--- START PASSAGE ---

Desiree, a poker dealer in a southern California card room, wrote to ask two hold 'em bad-beat questions. The first question was tougher than this one and we'll wait for a later column to answer it. She asked what the odds were against a steel wheel losing to a royal flush.
We think the math is fun and logical so we'll break it into small chunks for easy digestion. You should skip to the end if you're not at all interested in combinatorial mathematics. Here goes.
There must be an ace on the table in any one of four suits. There must be two wheel cards out of four on the table and there are six ways to do that, C(4,2). There must be two royal cards out of four on the table and there are also six ways to do that. There are 144 boards similar to the one shown that qualify.
There are 2,598,960 ways to deal five cards from a standard deck, C(52,5), so the probability that a board will qualify is 5.54068*10-5.
Forty-seven cards remain. The other four cards that complete the straight flushes must be dealt among the nine players. There are 78,378,960,360 ways to do that, C(43,14), out of 4,568,648,125,690 ways that one could deal 18 cards from a stock of 47 cards, C(47,18).

--- END PASSAGE ---

> **SET PROBLEM 1**:
In the poker odds article, how many ways are there to deal five cards from a standard deck?
> **SET PROBLEM 2**:
Give the records from the line containing "Target: building window" through the end of the records as a Markdown table with the columns Row and Line, leaving out blank lines.

--- START GIVEN RECORDS ---

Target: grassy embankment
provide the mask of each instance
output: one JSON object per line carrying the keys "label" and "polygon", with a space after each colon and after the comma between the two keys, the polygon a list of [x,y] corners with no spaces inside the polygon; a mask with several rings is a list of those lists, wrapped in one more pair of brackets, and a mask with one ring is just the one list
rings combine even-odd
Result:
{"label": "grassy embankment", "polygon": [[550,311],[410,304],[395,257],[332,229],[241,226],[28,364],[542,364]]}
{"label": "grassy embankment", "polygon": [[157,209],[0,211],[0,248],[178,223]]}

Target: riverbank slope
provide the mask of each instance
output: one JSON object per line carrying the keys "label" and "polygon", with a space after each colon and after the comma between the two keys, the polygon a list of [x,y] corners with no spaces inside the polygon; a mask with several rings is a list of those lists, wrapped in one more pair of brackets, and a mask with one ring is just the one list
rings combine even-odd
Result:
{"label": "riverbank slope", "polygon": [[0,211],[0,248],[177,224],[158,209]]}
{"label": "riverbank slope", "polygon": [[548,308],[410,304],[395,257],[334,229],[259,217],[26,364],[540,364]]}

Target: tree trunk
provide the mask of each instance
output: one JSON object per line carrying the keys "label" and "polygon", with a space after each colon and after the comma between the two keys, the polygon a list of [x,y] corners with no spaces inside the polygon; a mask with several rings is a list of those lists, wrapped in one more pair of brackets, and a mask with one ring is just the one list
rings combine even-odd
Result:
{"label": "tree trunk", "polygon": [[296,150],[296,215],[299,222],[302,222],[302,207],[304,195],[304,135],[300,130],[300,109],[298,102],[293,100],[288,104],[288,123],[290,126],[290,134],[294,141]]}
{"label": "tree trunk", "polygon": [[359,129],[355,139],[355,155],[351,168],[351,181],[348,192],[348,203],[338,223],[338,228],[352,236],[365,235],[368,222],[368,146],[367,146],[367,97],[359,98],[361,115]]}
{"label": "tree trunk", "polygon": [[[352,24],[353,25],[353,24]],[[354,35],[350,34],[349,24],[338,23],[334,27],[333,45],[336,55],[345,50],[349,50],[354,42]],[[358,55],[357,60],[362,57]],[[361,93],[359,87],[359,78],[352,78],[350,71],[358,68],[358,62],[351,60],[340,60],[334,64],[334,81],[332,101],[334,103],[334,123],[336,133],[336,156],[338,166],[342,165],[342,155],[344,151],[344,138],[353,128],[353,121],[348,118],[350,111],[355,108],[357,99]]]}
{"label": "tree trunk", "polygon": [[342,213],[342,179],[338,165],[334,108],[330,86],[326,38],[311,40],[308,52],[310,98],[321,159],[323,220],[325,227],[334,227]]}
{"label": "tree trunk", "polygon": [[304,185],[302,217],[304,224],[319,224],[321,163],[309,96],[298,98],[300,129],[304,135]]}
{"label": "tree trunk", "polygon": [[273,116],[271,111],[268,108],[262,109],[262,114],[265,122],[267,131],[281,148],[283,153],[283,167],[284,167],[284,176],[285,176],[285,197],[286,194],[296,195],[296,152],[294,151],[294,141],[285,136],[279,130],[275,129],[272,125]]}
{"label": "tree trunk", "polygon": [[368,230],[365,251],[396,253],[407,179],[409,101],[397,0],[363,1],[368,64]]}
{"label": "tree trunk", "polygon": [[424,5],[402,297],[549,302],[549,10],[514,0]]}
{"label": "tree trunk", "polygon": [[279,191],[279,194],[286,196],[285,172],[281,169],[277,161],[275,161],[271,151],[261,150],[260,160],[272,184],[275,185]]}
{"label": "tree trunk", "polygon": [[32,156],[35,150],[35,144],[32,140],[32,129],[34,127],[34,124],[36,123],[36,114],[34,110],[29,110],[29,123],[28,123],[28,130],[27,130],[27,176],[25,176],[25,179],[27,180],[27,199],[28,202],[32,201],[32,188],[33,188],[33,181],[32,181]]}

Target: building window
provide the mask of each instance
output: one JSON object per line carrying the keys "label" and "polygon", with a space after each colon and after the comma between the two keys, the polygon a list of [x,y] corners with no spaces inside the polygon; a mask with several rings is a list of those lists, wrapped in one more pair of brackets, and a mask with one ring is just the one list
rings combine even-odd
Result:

--- END GIVEN RECORDS ---

> **FULL ANSWER 1**:
2,598,960

> **FULL ANSWER 2**:
| Row | Line |
|---|---|
| 1 | Target: building window |
| 2 | provide the mask of each instance |
| 3 | output: one JSON object per line carrying the keys "label" and "polygon", with a space after each colon and after the comma between the two keys, the polygon a list of [x,y] corners with no spaces inside the polygon; a mask with several rings is a list of those lists, wrapped in one more pair of brackets, and a mask with one ring is just the one list |
| 4 | rings combine even-odd |
| 5 | Result: |